* Begin *

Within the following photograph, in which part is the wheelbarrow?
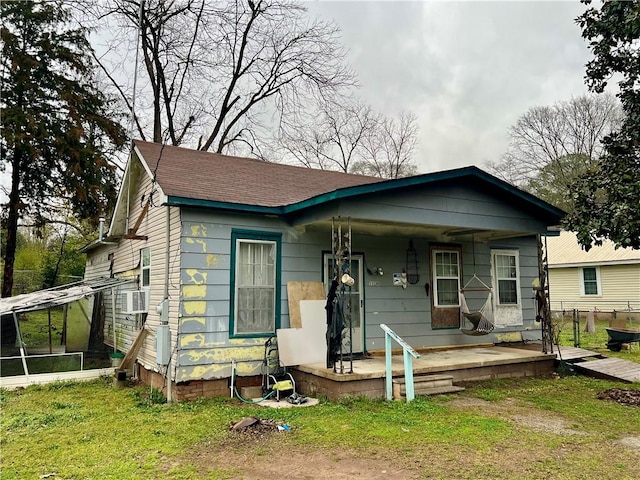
[606,328,640,352]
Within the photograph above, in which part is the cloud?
[308,1,589,172]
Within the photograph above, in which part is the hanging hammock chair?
[460,273,495,336]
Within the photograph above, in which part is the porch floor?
[292,346,555,400]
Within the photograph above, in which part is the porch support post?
[384,331,393,400]
[13,311,29,379]
[403,349,415,402]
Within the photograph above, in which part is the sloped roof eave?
[167,167,565,226]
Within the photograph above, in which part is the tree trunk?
[1,145,22,298]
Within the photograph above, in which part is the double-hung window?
[491,250,520,305]
[140,247,151,288]
[433,250,460,307]
[580,267,600,296]
[231,230,281,336]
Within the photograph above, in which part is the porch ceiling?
[302,217,532,242]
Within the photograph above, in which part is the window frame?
[491,249,522,307]
[431,247,462,308]
[229,229,282,338]
[578,265,602,298]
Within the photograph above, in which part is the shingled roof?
[135,140,384,207]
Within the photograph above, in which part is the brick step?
[393,374,464,399]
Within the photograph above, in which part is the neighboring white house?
[546,232,640,315]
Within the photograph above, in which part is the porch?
[292,345,556,400]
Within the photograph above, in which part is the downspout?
[111,288,118,353]
[163,205,172,403]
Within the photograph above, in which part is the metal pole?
[13,311,29,379]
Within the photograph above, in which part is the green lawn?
[0,376,640,480]
[556,318,640,363]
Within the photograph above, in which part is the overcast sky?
[308,0,590,173]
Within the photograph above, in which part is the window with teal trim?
[231,231,280,336]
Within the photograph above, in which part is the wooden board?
[574,358,640,383]
[118,328,149,370]
[287,282,326,328]
[553,345,604,362]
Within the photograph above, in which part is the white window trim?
[431,248,462,308]
[491,250,522,307]
[578,265,602,298]
[140,247,151,290]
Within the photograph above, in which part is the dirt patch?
[183,438,420,480]
[447,398,586,435]
[598,388,640,407]
[618,437,640,452]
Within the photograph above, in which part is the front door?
[323,253,364,354]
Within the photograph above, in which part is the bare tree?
[280,100,378,172]
[280,99,418,178]
[85,0,355,152]
[488,94,623,208]
[353,112,418,178]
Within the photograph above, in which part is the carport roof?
[0,278,130,315]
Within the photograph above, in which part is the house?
[81,141,563,398]
[547,231,640,317]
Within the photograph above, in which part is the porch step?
[393,374,464,400]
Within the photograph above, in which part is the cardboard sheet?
[276,300,327,367]
[287,282,325,328]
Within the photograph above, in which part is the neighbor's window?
[140,247,151,288]
[580,267,600,295]
[231,232,280,336]
[433,250,460,307]
[491,250,520,305]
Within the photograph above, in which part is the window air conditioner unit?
[120,290,149,314]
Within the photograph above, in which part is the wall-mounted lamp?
[365,265,384,276]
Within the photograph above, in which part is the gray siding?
[176,206,537,381]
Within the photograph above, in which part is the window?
[580,267,600,295]
[433,250,460,307]
[140,247,151,288]
[491,250,520,305]
[231,231,281,336]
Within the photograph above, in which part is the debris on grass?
[597,388,640,407]
[229,417,291,437]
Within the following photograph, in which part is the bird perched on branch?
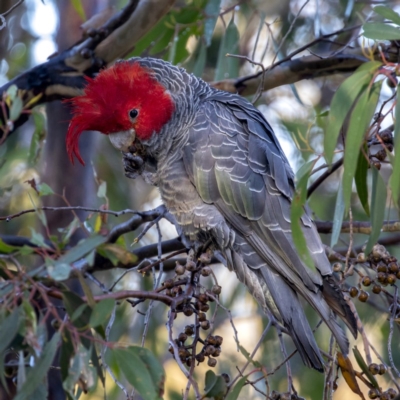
[66,58,357,371]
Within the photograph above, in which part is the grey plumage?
[91,58,357,371]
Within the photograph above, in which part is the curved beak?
[108,128,136,153]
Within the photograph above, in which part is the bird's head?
[66,61,175,164]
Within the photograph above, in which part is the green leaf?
[62,291,92,329]
[204,369,227,399]
[89,299,115,328]
[204,0,221,47]
[71,0,86,21]
[324,61,382,164]
[365,166,387,254]
[28,111,46,165]
[0,239,20,254]
[36,183,54,197]
[107,346,165,400]
[343,81,382,212]
[0,308,20,354]
[10,96,24,121]
[193,43,207,77]
[373,6,400,25]
[353,346,379,389]
[14,332,60,400]
[389,85,400,208]
[331,182,345,248]
[214,17,240,81]
[7,85,18,101]
[57,235,107,264]
[226,376,247,400]
[290,160,316,271]
[97,181,107,199]
[363,22,400,40]
[354,146,369,216]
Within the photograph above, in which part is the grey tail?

* End *

* [EXERCISE REQUIREMENTS]: From the records, select every line that contains the word "step" and copy each one out.

* [RESULT OF THIS TASK]:
Within the photograph above, in which part is the brick step?
Within the photograph above, in which part is the porch step?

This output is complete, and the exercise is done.